#### Available records:

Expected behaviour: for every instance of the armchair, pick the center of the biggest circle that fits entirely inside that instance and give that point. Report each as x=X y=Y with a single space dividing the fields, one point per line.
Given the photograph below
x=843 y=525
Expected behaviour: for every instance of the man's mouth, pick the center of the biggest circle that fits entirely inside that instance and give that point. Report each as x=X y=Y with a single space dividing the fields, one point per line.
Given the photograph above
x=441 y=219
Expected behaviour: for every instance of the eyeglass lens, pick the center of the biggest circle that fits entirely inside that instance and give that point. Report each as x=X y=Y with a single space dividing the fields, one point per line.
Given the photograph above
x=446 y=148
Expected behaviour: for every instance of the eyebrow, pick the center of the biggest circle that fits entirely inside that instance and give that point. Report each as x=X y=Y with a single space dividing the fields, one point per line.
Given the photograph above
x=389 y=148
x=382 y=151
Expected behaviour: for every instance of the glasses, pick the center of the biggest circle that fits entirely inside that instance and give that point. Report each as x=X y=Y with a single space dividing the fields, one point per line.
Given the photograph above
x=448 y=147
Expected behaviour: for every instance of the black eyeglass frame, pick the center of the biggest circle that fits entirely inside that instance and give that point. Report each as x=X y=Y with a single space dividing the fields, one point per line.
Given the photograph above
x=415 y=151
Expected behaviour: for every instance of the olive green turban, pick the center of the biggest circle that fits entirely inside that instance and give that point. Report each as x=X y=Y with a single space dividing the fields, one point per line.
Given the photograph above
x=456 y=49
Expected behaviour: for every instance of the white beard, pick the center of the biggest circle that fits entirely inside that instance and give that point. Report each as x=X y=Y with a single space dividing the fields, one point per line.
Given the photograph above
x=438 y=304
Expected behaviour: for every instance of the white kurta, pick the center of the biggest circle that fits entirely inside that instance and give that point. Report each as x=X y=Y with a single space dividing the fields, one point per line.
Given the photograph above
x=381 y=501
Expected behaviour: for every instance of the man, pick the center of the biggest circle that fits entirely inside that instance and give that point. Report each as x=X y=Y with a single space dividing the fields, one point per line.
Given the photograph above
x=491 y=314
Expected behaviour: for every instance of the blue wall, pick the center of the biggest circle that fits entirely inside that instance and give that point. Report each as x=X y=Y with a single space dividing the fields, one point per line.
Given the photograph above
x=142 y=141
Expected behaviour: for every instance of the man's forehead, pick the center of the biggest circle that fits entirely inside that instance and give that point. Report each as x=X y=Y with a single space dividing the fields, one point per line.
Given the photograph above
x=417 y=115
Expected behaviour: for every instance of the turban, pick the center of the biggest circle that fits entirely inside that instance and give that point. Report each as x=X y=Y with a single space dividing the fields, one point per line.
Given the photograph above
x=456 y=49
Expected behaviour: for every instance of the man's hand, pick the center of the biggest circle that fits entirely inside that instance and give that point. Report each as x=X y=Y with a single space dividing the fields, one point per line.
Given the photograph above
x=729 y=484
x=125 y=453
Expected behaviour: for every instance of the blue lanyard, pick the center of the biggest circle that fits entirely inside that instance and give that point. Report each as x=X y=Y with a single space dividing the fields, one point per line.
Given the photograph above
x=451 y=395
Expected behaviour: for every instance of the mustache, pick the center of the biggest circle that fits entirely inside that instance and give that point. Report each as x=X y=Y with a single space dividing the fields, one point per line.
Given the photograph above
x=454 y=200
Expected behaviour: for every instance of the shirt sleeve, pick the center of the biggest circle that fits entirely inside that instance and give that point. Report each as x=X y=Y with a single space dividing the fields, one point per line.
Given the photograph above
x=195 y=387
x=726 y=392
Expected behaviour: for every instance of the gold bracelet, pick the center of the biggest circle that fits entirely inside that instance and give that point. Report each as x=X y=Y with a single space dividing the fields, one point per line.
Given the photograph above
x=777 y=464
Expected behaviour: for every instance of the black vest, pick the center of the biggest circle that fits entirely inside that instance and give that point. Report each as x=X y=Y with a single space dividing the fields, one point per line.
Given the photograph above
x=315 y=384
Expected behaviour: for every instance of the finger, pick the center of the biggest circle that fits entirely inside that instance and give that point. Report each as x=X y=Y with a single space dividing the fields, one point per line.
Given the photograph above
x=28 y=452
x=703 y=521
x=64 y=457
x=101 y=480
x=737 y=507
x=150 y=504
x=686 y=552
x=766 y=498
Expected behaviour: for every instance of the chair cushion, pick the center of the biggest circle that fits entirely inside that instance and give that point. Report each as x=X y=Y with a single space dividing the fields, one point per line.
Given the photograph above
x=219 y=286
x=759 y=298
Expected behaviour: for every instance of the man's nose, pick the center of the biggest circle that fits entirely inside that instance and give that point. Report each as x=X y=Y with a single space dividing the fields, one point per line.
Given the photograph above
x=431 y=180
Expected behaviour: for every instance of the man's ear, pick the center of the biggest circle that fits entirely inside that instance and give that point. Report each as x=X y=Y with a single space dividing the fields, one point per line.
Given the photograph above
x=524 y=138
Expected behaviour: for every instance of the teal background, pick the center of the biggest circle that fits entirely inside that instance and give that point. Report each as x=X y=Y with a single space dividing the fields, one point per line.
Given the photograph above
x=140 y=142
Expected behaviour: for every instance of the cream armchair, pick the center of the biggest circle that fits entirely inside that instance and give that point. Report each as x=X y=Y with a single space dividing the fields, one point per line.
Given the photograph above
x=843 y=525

#### Do this:
Output the records as a Markdown table with columns n and Line, one row per line with its row number, skipping blank lines, from the line with "Expected behaviour: for every instance of the man, pick" up to and including the line with "x=451 y=395".

#### Task output:
| n | Line |
|---|---|
| 1 | Expected behaviour: for every instance of the man, pick the center of the biggest circle that fits entirely inside that instance and give that point. Report each as x=X y=Y with a single space dividing the fields, one point per line. |
| 2 | Given the photograph above |
| 3 | x=491 y=314 |
| 4 | Expected behaviour: for every instance of the blue wall, pick the center of the biggest circle that fits entirely inside that instance and give that point. Report each as x=X y=Y with a single space dividing the fields, one point per line. |
| 5 | Given the photograph above |
| 6 | x=142 y=141 |
| 7 | Expected behaviour: for every instance of the man's forehead, pick the center of the biggest circle that fits entirely inside that instance and give that point. Report each as x=X y=Y with a single space dividing the fields, one point per line. |
| 8 | Given the photograph above |
| 9 | x=417 y=115 |
| 10 | Expected behaviour: for every instance of the turban, pick the center of the biggest circle that fits entirely inside that instance and give that point. Report each as x=X y=Y with a single space dividing the fields, one point per line. |
| 11 | Given the photograph above |
| 12 | x=456 y=49 |
| 13 | Expected behaviour: for every instance of the man's hand, pick the center of the biggest circle that fits entirely inside that instance and give that point. Report each as x=X y=Y with a single space dividing the fields, one point per line. |
| 14 | Given the photograph above |
| 15 | x=729 y=484 |
| 16 | x=125 y=453 |
| 17 | Expected behaviour: for every instance of the blue lanyard, pick the center of the biggest circle that fits entirely inside that instance and give that point. Report each as x=X y=Y with a single space dividing the fields, one point per line. |
| 18 | Given the photograph above |
| 19 | x=451 y=395 |